A young man with a bent toward science, Teague also excelled at athletics at what is now Cottonwood Mingus High School before enrolling at the University of Arizona.

He interrupted his studies to enlist in the Army Air Force after the Japanese bombed Pearl Harbor in December 1941 and flew more than 20 missions as a B-24 pilot in the Pacific theater.

After his honorable discharge, he returned to U of A and completed his degree in metallurgy. He married his high school sweetheart, Betty, with whom he had three children.

Teague's field eventually led him to Lander, Wyoming, where he became the general foreman responsible for ore processing and shipping at a mine owned by U.S. Steel.

Wyoming suited Teague just fine, as he was a devoted hunter and fisherman — and an inveterate storyteller, to boot.

He liked to tell his closest friends, "Don't stop me if I've told you this story before because I want to hear myself tell it again."

Teague's first wife died in 1978, and he married Cecil Slagle the following year.

The new couple spent winters in Arizona after he retired from U.S. Steel in 1982. When he became a widower again in 2000, Teague remained active with the Shriners of North America, played golf, and explored his beloved Wind River Mountain range in Wyoming on horseback with friends.

## DATA
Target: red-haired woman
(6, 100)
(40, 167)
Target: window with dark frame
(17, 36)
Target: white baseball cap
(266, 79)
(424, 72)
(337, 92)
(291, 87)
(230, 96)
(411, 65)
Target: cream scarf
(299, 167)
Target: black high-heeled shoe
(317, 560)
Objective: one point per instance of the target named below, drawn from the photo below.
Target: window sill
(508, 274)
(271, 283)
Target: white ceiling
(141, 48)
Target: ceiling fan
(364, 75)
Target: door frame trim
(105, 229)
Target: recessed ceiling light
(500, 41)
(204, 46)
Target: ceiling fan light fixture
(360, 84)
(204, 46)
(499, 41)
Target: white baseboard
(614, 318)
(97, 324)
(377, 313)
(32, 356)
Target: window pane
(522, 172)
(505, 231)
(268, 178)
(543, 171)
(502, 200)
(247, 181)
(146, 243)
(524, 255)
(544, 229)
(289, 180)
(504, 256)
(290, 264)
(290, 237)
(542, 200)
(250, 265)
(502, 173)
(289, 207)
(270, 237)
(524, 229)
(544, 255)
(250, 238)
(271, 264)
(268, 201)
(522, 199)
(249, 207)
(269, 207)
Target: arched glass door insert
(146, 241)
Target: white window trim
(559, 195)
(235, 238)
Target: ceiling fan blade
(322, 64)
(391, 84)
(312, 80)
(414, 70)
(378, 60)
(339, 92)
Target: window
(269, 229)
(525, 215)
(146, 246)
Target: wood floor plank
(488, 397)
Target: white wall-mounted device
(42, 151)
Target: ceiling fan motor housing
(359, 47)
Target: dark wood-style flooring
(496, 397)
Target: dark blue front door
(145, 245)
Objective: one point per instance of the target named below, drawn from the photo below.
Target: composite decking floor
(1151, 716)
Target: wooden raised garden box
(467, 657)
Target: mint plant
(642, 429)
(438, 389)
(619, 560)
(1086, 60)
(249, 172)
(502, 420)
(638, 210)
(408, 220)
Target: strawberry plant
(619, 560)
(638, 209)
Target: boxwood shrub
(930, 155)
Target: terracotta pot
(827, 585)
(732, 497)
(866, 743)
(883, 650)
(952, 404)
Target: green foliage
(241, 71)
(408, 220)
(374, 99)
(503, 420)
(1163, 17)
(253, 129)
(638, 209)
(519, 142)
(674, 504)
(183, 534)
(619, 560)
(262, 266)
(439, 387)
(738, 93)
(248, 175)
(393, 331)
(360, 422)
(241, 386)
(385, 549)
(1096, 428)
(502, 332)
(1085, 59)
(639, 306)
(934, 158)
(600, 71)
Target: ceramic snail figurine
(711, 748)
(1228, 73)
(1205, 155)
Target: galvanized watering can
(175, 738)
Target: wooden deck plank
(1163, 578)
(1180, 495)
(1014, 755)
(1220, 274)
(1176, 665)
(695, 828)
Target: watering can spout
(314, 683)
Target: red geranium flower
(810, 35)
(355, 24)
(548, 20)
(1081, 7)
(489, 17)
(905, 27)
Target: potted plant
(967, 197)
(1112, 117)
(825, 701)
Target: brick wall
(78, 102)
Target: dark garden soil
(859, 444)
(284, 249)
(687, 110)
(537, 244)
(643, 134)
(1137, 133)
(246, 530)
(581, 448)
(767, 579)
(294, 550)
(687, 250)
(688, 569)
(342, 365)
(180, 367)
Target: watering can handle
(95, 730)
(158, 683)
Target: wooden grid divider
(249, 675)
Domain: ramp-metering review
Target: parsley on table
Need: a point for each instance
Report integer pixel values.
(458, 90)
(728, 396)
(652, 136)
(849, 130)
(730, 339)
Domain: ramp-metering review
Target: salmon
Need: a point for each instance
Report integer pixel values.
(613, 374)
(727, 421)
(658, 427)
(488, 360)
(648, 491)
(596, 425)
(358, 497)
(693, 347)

## WHAT IS BEING ASKED
Summarize the text about Teague's life in two sentences. The material has no connection to the text about Teague's life.

## RESPONSE BELOW
Teague excelled at athletics in high school and left the University of Arizona to fly more than 20 missions as a B-24 pilot in the Pacific after Pearl Harbor, then returned to complete a metallurgy degree and married his high school sweetheart, Betty. His work took him to Lander, Wyoming, as a general foreman at a U.S. Steel mine, and after retiring in 1982 and being widowed a second time in 2000, he stayed active with the Shriners, golf, and horseback trips in the Wind River Mountains.